- Excerpted passage:

IRS taxes on Cdn funds/gains during year of move to US

Post by nquery »

Hi,

This is my situation:

- I am a Canadian Citizen who received US permanent residency on July 20th, via my USC wife (who is also a Canadian PR).
- I am moving my job stateside on say Oct 1
- I will continue to maintain an RRSP and Investment through my RBC broker, who is also SEC licensed via RBC PC USA and can trade anything other than mutual funds
- I recently closed my TFSA and we will move all mutual funds out of accounts prior to Oct 1.
- I will file 2012 Cdn tax return with deemed departure date of Oct 1 and do deemed dispositions, etc
- We were planning to file full year MFJ 1040 for 2012 US taxes

Questions:
1. If I file 1040 full year then how do I deal with the TFSA and mutual fund (=PFIC) reporting for period of Jan 1 - Oct. 1? Do I have to report all of these things as if I were a US resident owning canadian mutual funds during this period? i.e. a really really big headache???

Lines of data:
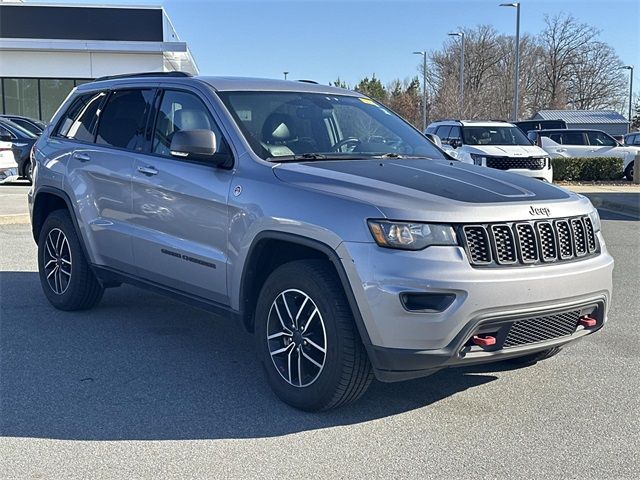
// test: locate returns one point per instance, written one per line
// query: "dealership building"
(47, 49)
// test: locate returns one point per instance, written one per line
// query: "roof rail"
(144, 74)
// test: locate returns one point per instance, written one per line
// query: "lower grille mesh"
(539, 329)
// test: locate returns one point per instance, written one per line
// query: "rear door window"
(79, 121)
(123, 121)
(601, 139)
(455, 133)
(183, 111)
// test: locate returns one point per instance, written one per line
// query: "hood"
(507, 150)
(433, 190)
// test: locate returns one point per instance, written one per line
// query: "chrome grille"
(539, 329)
(507, 163)
(564, 239)
(547, 240)
(478, 244)
(504, 243)
(529, 243)
(591, 238)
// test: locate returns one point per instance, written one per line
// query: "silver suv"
(348, 243)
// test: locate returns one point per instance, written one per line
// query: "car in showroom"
(632, 139)
(21, 141)
(527, 125)
(574, 142)
(344, 240)
(493, 144)
(34, 126)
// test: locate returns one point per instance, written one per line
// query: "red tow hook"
(485, 341)
(587, 321)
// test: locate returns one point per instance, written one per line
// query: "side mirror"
(434, 138)
(194, 144)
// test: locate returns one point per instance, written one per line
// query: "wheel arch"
(271, 249)
(47, 200)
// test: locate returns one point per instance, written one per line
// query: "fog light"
(426, 302)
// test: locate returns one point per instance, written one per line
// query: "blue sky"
(322, 40)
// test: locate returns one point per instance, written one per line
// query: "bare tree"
(563, 39)
(596, 80)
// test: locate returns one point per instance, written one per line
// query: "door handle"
(83, 157)
(148, 170)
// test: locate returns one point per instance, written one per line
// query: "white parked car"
(584, 143)
(493, 144)
(8, 164)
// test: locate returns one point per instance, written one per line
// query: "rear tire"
(628, 172)
(65, 276)
(304, 317)
(535, 357)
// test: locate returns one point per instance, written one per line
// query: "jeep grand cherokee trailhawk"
(348, 243)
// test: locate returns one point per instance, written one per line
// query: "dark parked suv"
(349, 244)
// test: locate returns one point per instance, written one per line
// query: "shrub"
(587, 168)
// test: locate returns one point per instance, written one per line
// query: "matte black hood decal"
(447, 179)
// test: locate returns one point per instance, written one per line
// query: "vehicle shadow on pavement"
(140, 367)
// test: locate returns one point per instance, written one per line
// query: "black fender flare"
(319, 246)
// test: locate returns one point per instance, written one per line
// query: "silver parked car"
(349, 244)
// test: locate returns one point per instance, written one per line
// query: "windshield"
(494, 136)
(314, 125)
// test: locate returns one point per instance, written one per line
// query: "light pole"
(516, 79)
(424, 88)
(630, 68)
(461, 35)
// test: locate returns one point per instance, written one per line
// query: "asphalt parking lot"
(144, 387)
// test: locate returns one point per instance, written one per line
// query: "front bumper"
(405, 344)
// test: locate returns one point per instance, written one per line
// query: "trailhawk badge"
(539, 211)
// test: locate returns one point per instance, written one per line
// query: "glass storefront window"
(52, 94)
(21, 96)
(37, 98)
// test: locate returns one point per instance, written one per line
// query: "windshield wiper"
(401, 156)
(312, 157)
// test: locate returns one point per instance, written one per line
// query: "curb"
(613, 206)
(20, 218)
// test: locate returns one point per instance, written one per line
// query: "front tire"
(65, 276)
(535, 357)
(307, 340)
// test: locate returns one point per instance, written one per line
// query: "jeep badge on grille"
(539, 211)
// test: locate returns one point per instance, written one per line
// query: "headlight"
(595, 220)
(478, 159)
(411, 236)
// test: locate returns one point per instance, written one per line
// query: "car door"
(572, 143)
(602, 145)
(100, 169)
(180, 206)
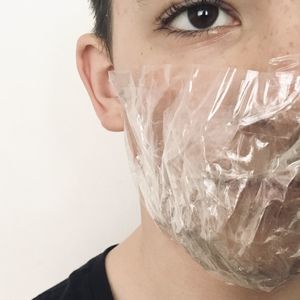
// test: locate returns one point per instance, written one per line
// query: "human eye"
(197, 16)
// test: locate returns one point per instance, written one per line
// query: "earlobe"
(93, 64)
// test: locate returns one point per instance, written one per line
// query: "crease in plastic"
(215, 154)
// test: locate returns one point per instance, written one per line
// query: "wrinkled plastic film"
(215, 154)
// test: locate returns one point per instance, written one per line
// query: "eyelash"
(177, 8)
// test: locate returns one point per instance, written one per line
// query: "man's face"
(244, 33)
(229, 216)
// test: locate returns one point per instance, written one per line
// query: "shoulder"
(87, 282)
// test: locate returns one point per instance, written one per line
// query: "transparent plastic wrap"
(215, 154)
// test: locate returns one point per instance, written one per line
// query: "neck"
(175, 275)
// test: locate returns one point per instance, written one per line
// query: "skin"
(148, 265)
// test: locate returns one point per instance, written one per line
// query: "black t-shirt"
(89, 282)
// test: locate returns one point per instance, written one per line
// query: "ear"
(93, 64)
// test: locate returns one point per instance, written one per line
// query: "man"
(128, 35)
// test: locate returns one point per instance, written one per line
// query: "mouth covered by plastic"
(215, 154)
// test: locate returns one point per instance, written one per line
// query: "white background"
(66, 192)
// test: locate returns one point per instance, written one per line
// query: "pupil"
(203, 16)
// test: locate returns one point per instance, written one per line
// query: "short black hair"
(102, 10)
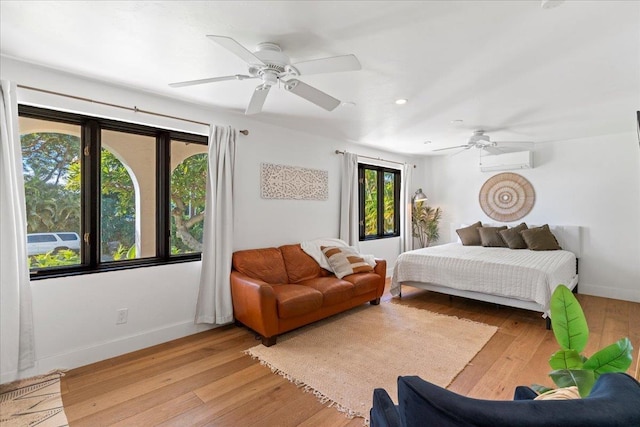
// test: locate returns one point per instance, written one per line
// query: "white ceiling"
(519, 71)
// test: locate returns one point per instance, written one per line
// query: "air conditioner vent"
(507, 161)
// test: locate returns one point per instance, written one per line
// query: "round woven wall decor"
(507, 197)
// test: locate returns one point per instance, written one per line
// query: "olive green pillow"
(469, 236)
(512, 237)
(540, 239)
(490, 237)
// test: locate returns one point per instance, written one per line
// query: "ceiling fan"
(272, 67)
(481, 140)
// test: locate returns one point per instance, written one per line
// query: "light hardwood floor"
(206, 379)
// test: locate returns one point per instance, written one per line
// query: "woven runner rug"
(32, 401)
(343, 358)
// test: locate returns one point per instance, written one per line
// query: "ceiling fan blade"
(257, 99)
(237, 49)
(493, 150)
(211, 80)
(466, 147)
(328, 65)
(312, 94)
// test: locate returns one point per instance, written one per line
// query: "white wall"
(591, 182)
(75, 316)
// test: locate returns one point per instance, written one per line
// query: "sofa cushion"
(363, 282)
(296, 300)
(300, 266)
(263, 264)
(612, 402)
(345, 260)
(333, 290)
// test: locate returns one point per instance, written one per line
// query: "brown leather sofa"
(275, 290)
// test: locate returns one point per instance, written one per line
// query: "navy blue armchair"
(613, 401)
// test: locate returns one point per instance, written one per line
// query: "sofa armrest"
(383, 413)
(254, 304)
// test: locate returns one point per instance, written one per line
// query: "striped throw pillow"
(344, 261)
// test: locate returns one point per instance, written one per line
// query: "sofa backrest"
(264, 264)
(300, 266)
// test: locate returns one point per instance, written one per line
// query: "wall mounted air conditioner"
(507, 161)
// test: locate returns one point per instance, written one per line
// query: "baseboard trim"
(77, 357)
(632, 295)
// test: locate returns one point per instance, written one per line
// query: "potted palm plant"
(425, 221)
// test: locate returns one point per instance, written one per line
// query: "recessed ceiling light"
(550, 4)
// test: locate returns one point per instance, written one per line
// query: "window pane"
(370, 202)
(188, 192)
(389, 202)
(51, 166)
(127, 196)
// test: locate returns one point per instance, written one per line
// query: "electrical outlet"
(121, 316)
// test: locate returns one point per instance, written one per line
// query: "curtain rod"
(134, 108)
(375, 158)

- Directives:
**1.** In the tax post, why is the poster concerned about reporting the TFSA and mutual funds for January 1 through October 1?
**2.** In the tax post, take the text starting at "- I am moving" and ending at "prior to Oct 1.", and swap "broker" for "advisor".
**3.** Translate this sentence from the tax post into Spanish: "I recently closed my TFSA and we will move all mutual funds out of accounts prior to Oct 1."

- Solutions in order:
**1.** The poster plans to file a full-year married-filing-jointly 1040 for 2012. Filing that way may mean reporting the TFSA and the Canadian mutual funds, which count as PFICs, as if the poster were a US resident owning them during that period.

**2.**
- I am moving my job stateside on say Oct 1
- I will continue to maintain an RRSP and Investment through my RBC advisor, who is also SEC licensed via RBC PC USA and can trade anything other than mutual funds
- I recently closed my TFSA and we will move all mutual funds out of accounts prior to Oct 1.

**3.** Cerré recientemente mi TFSA y sacaremos todos los fondos mutuos de las cuentas antes del 1 de octubre.